Originally published Thursday, February 5, 2009 at 12:00 AM
Book review
"Sum" imagines the afterlife, 40 different ways
Neuroscientist and novelist David Eagleman's "Sum: Forty Tales from the Afterlives" imagines life after death in 40 different versions.
Los Angeles Times
"Sum: Forty Tales from the Afterlives"
by David Eagleman
Pantheon, 128 pp., $20
Something interesting almost always happens when thinkers with a scientific bent write fiction. (Jonah Lehrer discusses this in "Proust Was a Neuroscientist.") But David Eagleman really is a neuroscientist — he heads the Laboratory for Perception and Action at Baylor College of Medicine. Each vignette here describes a possible afterlife.
"There are three deaths. The first is when the body ceases to function. The second is when the body is consigned to the grave. The third is that moment, sometime in the future, when your name is spoken for the last time." The afterlife is soft in one story, has "San Diego weather" in another. Not surprising, God's favorite book is "Frankenstein," so Mary Wollstonecraft Shelley gets her own throne.

**Activity list:**
A – Decide whether each statement agrees with the book review above. (i) David Eagleman heads a laboratory at Baylor College of Medicine. (ii) The book runs 240 pages. (iii) In one of the tales, God's favorite book is "Frankenstein." Answer yes or no for each, quoting the words of the review that decide it.
B – Write the next few sentences of the review of "Sum: Forty Tales from the Afterlives," picking up after its last sentence.

**Given data:**
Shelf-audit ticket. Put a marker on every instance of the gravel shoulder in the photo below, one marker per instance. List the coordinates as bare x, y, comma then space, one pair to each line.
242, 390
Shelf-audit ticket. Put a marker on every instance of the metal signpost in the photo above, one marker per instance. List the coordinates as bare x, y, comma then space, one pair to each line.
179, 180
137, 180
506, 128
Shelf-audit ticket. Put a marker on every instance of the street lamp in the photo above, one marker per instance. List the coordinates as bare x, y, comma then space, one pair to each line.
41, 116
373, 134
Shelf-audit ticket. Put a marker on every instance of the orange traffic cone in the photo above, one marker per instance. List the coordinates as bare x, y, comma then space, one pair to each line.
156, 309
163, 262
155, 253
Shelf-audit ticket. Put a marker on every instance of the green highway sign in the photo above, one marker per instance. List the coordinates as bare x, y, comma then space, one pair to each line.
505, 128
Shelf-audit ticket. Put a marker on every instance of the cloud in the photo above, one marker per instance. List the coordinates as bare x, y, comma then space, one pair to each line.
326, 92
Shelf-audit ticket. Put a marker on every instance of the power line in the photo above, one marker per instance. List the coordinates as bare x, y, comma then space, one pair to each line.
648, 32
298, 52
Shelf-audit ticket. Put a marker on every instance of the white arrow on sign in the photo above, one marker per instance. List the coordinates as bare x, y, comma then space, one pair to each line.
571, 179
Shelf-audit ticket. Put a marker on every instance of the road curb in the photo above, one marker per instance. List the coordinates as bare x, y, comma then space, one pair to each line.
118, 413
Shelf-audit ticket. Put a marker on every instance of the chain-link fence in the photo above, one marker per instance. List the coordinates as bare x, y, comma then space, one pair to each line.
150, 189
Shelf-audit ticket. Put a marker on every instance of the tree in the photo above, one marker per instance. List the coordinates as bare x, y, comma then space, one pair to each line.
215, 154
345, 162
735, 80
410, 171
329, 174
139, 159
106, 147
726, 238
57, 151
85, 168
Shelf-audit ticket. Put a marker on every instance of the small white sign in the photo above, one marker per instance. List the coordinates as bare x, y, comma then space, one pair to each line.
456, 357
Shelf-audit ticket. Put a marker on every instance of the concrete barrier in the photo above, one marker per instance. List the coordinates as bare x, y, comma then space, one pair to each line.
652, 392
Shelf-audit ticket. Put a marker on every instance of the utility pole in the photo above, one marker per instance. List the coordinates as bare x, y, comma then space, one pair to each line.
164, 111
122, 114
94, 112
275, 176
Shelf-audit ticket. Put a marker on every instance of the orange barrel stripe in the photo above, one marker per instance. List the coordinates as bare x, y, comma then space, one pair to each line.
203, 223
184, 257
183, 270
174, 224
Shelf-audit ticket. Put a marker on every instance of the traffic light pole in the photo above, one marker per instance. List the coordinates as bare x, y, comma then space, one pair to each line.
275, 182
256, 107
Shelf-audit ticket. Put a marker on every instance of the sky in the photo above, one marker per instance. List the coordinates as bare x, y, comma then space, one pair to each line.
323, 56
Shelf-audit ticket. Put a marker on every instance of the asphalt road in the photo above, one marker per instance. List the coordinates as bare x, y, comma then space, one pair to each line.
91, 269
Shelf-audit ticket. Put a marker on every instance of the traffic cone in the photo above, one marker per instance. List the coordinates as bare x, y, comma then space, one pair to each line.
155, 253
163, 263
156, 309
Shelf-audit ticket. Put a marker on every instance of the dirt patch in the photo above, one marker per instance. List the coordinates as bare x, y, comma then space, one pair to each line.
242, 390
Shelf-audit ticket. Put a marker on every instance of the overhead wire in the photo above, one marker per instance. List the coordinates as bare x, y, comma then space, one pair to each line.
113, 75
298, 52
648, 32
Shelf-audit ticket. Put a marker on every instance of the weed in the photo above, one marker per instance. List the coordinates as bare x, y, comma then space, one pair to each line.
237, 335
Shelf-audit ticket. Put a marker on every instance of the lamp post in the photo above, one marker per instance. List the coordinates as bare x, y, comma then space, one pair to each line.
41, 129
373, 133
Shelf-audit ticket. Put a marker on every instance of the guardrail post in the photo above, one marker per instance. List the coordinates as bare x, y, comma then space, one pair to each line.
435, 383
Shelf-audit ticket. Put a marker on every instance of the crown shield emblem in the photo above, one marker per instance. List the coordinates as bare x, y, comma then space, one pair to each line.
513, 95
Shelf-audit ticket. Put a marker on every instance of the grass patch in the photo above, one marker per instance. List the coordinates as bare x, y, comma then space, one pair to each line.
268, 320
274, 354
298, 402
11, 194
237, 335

**Responses in order:**
A –
(i) Yes: "he heads the Laboratory for Perception and Action at Baylor College of Medicine."
(ii) No: "Pantheon, 128 pp., $20"
(iii) Yes: "God's favorite book is "Frankenstein," so Mary Wollstonecraft Shelley gets her own throne."

B –
God is a woman. God is a married couple. We are God's internal organs. In one afterlife, you relive your life with events shuffled in a different order; for example, you take all your pain at once or spend six days clipping your nails. Another afterlife is made up of only people you know. There's less traffic, but "The missing crowds make you lonely." "Sum: Forty Tales from the Afterlives" is teeming, writhing with imagination. It's the Duomo between covers, reinvented and distilled.